Provided passage
**********

2. Pass the sweep configuration dictionary to [`wandb.sweep()`](/models/ref/python/functions/sweep). This initializes the sweep and returns a sweep ID (`sweep_id`). For more information, see [Initialize sweeps](./initialize-sweeps).
3. At the top of your script, import the W\&B Python SDK (`wandb`).
4. Within your `main` function, use [`wandb.init()`](/models/ref/python/functions/init) to generate a background process to sync and log data as a [W\&B Run](/models/ref/python/experiments/run). Pass the project name as a parameter to the `wandb.init()` method. If you do not pass a project name, W\&B uses the default project name.
5. Fetch the hyperparameter values from the `wandb.Run.config` object. This allows you to use the hyperparameter values defined in the sweep configuration dictionary instead of hard coded values.

**********

Extracted information
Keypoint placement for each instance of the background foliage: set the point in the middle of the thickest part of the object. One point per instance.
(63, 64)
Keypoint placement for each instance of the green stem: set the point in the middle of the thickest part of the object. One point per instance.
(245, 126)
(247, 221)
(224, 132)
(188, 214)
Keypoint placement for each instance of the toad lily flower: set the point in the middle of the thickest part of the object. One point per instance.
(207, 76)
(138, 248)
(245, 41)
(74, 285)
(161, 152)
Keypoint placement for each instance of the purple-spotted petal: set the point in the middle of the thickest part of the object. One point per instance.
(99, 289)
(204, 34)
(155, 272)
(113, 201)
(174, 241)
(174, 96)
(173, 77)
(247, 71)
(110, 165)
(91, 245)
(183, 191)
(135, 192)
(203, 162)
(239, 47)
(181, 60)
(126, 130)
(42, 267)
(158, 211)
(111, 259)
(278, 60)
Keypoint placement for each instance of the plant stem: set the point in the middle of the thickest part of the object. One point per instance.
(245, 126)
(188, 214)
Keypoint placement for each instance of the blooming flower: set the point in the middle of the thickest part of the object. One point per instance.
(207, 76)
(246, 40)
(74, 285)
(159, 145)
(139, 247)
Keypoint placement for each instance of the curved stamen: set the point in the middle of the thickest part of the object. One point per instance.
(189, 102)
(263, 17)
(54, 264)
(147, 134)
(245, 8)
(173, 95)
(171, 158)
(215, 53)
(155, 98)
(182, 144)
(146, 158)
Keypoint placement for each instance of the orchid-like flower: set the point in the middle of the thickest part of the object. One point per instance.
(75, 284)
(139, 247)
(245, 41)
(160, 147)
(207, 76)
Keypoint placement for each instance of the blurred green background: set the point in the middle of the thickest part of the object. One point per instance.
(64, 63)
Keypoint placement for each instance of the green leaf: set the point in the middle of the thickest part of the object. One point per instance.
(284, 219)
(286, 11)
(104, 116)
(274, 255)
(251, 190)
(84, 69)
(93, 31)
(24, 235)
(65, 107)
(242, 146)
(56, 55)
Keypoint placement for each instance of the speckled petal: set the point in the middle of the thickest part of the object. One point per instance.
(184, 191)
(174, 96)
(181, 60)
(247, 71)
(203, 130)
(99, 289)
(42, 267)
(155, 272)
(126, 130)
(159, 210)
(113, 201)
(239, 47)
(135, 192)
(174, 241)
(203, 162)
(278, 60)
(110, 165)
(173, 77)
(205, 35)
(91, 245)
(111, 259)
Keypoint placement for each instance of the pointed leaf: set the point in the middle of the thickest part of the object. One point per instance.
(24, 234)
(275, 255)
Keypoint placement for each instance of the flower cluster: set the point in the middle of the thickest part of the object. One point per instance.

**********

Written instruction A
List the text of every link in the sweep setup steps.
Written instruction B
Rename "object" to "item" in the entries, covering everything from the line containing "Keypoint placement for each instance of the pointed" down to the end of the entries, and leave everything else unchanged.
The sweep setup steps and the entries come from separate sources.

Exercise response A
wandb.sweep(), Initialize sweeps, wandb.init(), W&B Run

Exercise response B
Keypoint placement for each instance of the pointed leaf: set the point in the middle of the thickest part of the item. One point per instance.
(24, 234)
(275, 255)
Keypoint placement for each instance of the flower cluster: set the point in the middle of the thickest part of the item. One point per instance.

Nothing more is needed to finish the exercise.